*WORK ITEM*:
Using the data below, return every line that holds the word "slope".

+ + + + +

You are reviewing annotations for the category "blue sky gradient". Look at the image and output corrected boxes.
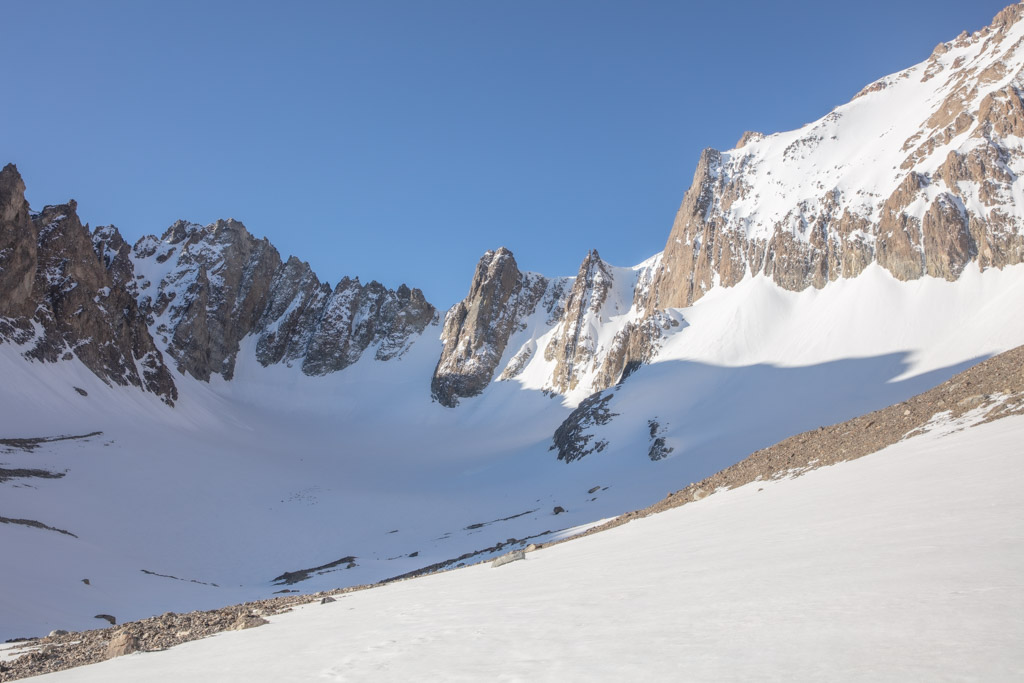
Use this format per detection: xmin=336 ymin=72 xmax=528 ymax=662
xmin=2 ymin=1 xmax=1013 ymax=307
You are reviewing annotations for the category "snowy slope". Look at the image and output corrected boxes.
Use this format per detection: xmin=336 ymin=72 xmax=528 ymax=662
xmin=720 ymin=16 xmax=1024 ymax=238
xmin=26 ymin=412 xmax=1024 ymax=682
xmin=3 ymin=263 xmax=1024 ymax=641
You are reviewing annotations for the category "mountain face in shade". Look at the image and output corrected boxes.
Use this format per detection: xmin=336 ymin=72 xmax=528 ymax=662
xmin=0 ymin=165 xmax=177 ymax=404
xmin=0 ymin=165 xmax=437 ymax=399
xmin=132 ymin=219 xmax=437 ymax=383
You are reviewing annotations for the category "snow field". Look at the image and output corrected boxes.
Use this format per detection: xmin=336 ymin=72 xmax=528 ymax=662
xmin=3 ymin=264 xmax=1024 ymax=640
xmin=34 ymin=414 xmax=1024 ymax=682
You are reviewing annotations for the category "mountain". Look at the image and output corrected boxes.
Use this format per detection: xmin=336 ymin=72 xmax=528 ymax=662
xmin=0 ymin=164 xmax=437 ymax=394
xmin=2 ymin=2 xmax=1024 ymax=661
xmin=5 ymin=4 xmax=1024 ymax=407
xmin=433 ymin=2 xmax=1024 ymax=406
xmin=131 ymin=219 xmax=437 ymax=382
xmin=0 ymin=167 xmax=177 ymax=405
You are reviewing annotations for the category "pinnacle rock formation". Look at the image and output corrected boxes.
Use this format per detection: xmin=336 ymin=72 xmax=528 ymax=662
xmin=431 ymin=248 xmax=549 ymax=406
xmin=543 ymin=249 xmax=613 ymax=394
xmin=0 ymin=164 xmax=177 ymax=404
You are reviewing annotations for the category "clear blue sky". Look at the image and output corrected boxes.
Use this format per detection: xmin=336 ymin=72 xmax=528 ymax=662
xmin=2 ymin=0 xmax=1012 ymax=308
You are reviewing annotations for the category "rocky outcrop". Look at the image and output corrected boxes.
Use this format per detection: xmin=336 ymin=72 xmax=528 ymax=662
xmin=0 ymin=165 xmax=177 ymax=404
xmin=29 ymin=204 xmax=178 ymax=403
xmin=91 ymin=225 xmax=138 ymax=294
xmin=300 ymin=278 xmax=436 ymax=376
xmin=135 ymin=220 xmax=436 ymax=382
xmin=1 ymin=164 xmax=436 ymax=397
xmin=431 ymin=248 xmax=548 ymax=406
xmin=543 ymin=250 xmax=614 ymax=394
xmin=253 ymin=256 xmax=332 ymax=368
xmin=0 ymin=165 xmax=37 ymax=328
xmin=438 ymin=247 xmax=675 ymax=403
xmin=549 ymin=390 xmax=619 ymax=463
xmin=104 ymin=632 xmax=139 ymax=659
xmin=134 ymin=219 xmax=283 ymax=381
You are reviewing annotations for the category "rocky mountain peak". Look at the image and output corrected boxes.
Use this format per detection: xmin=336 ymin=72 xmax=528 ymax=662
xmin=132 ymin=215 xmax=438 ymax=383
xmin=989 ymin=2 xmax=1024 ymax=31
xmin=432 ymin=247 xmax=549 ymax=407
xmin=543 ymin=249 xmax=614 ymax=394
xmin=641 ymin=3 xmax=1024 ymax=315
xmin=735 ymin=131 xmax=764 ymax=149
xmin=0 ymin=171 xmax=177 ymax=403
xmin=92 ymin=224 xmax=137 ymax=292
xmin=161 ymin=219 xmax=205 ymax=246
xmin=0 ymin=165 xmax=440 ymax=397
xmin=0 ymin=164 xmax=37 ymax=324
xmin=0 ymin=163 xmax=28 ymax=222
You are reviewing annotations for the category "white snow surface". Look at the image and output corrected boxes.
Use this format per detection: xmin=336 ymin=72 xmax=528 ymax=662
xmin=712 ymin=11 xmax=1024 ymax=240
xmin=29 ymin=412 xmax=1024 ymax=681
xmin=2 ymin=263 xmax=1024 ymax=642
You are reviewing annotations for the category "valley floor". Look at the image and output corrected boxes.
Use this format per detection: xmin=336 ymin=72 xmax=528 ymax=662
xmin=24 ymin=412 xmax=1024 ymax=682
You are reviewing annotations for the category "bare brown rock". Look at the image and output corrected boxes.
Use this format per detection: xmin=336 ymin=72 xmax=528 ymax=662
xmin=0 ymin=166 xmax=178 ymax=403
xmin=136 ymin=219 xmax=436 ymax=382
xmin=644 ymin=147 xmax=723 ymax=311
xmin=432 ymin=248 xmax=548 ymax=406
xmin=104 ymin=632 xmax=139 ymax=659
xmin=230 ymin=614 xmax=269 ymax=631
xmin=139 ymin=219 xmax=282 ymax=381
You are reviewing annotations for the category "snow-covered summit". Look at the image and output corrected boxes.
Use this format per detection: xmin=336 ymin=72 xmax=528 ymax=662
xmin=646 ymin=2 xmax=1024 ymax=310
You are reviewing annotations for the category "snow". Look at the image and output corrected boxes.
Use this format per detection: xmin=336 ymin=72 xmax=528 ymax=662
xmin=31 ymin=413 xmax=1024 ymax=681
xmin=3 ymin=261 xmax=1024 ymax=643
xmin=711 ymin=14 xmax=1024 ymax=242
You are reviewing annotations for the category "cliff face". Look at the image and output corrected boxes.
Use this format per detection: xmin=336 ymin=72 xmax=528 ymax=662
xmin=133 ymin=219 xmax=284 ymax=381
xmin=645 ymin=3 xmax=1024 ymax=312
xmin=543 ymin=250 xmax=614 ymax=394
xmin=433 ymin=246 xmax=667 ymax=406
xmin=0 ymin=164 xmax=178 ymax=404
xmin=0 ymin=164 xmax=436 ymax=398
xmin=133 ymin=220 xmax=437 ymax=382
xmin=0 ymin=165 xmax=37 ymax=327
xmin=431 ymin=248 xmax=549 ymax=407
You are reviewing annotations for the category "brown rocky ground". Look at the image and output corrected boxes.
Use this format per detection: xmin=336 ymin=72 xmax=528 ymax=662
xmin=0 ymin=591 xmax=359 ymax=681
xmin=2 ymin=345 xmax=1022 ymax=681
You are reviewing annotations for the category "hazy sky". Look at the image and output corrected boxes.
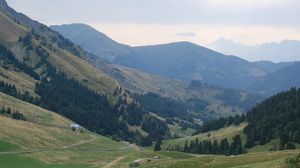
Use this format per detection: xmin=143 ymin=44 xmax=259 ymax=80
xmin=6 ymin=0 xmax=300 ymax=46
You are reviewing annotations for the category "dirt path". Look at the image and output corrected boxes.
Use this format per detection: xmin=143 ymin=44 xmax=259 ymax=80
xmin=103 ymin=155 xmax=125 ymax=168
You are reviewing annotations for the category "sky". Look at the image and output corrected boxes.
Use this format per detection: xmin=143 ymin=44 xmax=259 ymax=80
xmin=6 ymin=0 xmax=300 ymax=47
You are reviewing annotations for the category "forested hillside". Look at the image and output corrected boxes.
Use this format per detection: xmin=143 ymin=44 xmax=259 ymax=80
xmin=0 ymin=0 xmax=170 ymax=146
xmin=244 ymin=87 xmax=300 ymax=149
xmin=186 ymin=87 xmax=300 ymax=152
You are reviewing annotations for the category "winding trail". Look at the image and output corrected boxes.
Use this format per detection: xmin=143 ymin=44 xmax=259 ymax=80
xmin=103 ymin=155 xmax=125 ymax=168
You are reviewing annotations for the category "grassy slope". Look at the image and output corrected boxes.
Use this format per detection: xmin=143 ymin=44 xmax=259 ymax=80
xmin=99 ymin=63 xmax=246 ymax=118
xmin=162 ymin=123 xmax=248 ymax=150
xmin=0 ymin=64 xmax=38 ymax=96
xmin=0 ymin=9 xmax=118 ymax=97
xmin=112 ymin=123 xmax=299 ymax=168
xmin=0 ymin=91 xmax=136 ymax=167
xmin=0 ymin=11 xmax=27 ymax=43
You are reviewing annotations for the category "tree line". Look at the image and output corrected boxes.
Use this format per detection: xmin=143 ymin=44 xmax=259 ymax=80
xmin=0 ymin=81 xmax=39 ymax=104
xmin=0 ymin=44 xmax=39 ymax=80
xmin=1 ymin=106 xmax=26 ymax=121
xmin=194 ymin=114 xmax=245 ymax=135
xmin=167 ymin=135 xmax=244 ymax=155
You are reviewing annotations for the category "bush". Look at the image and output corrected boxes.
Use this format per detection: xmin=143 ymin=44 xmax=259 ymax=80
xmin=285 ymin=153 xmax=300 ymax=168
xmin=286 ymin=142 xmax=296 ymax=150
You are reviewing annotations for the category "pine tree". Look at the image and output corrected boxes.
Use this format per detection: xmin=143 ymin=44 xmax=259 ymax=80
xmin=220 ymin=138 xmax=230 ymax=155
xmin=212 ymin=139 xmax=219 ymax=154
xmin=0 ymin=107 xmax=5 ymax=114
xmin=184 ymin=140 xmax=189 ymax=152
xmin=230 ymin=135 xmax=243 ymax=155
xmin=154 ymin=137 xmax=162 ymax=151
xmin=292 ymin=131 xmax=300 ymax=143
xmin=6 ymin=107 xmax=11 ymax=114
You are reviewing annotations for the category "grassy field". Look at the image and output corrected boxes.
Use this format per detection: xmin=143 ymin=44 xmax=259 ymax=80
xmin=0 ymin=91 xmax=137 ymax=167
xmin=168 ymin=124 xmax=196 ymax=138
xmin=162 ymin=123 xmax=247 ymax=150
xmin=108 ymin=149 xmax=300 ymax=168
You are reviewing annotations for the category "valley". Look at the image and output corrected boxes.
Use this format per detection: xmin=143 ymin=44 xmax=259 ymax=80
xmin=0 ymin=0 xmax=300 ymax=167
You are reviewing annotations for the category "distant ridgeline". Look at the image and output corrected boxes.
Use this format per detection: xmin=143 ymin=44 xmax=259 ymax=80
xmin=186 ymin=87 xmax=300 ymax=154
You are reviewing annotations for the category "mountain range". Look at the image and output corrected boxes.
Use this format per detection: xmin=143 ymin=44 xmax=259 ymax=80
xmin=209 ymin=37 xmax=300 ymax=62
xmin=51 ymin=23 xmax=300 ymax=96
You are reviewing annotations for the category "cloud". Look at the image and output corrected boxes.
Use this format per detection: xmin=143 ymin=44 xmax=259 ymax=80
xmin=6 ymin=0 xmax=300 ymax=27
xmin=174 ymin=32 xmax=197 ymax=37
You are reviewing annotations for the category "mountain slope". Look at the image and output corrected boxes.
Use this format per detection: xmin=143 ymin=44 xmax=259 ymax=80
xmin=0 ymin=0 xmax=172 ymax=145
xmin=87 ymin=50 xmax=262 ymax=121
xmin=0 ymin=2 xmax=117 ymax=95
xmin=244 ymin=87 xmax=300 ymax=149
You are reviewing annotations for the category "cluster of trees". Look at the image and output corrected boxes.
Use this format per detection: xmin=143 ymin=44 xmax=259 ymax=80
xmin=244 ymin=88 xmax=300 ymax=149
xmin=0 ymin=44 xmax=39 ymax=80
xmin=194 ymin=114 xmax=245 ymax=135
xmin=154 ymin=137 xmax=162 ymax=151
xmin=1 ymin=107 xmax=26 ymax=121
xmin=141 ymin=114 xmax=171 ymax=140
xmin=167 ymin=135 xmax=244 ymax=155
xmin=0 ymin=81 xmax=39 ymax=104
xmin=285 ymin=152 xmax=300 ymax=167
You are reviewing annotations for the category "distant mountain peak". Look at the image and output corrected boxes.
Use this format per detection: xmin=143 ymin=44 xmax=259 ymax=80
xmin=50 ymin=23 xmax=131 ymax=61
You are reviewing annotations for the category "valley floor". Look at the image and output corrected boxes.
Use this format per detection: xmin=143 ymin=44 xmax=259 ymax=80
xmin=0 ymin=142 xmax=299 ymax=168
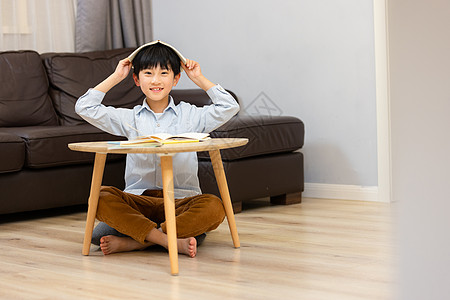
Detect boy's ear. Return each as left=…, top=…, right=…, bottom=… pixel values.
left=133, top=73, right=140, bottom=86
left=173, top=73, right=181, bottom=87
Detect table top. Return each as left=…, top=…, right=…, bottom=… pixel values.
left=68, top=138, right=249, bottom=155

+ + + + +

*EXERCISE ANSWER*:
You are reviewing annotations for the category "snowy slope". Look at the image and output corrected boxes.
You are reviewing annotations for the category "grassy slope". Look at the image and output corrected boxes.
You are reviewing annotations for the category "mountain slope". Look at the image and output corrected boxes.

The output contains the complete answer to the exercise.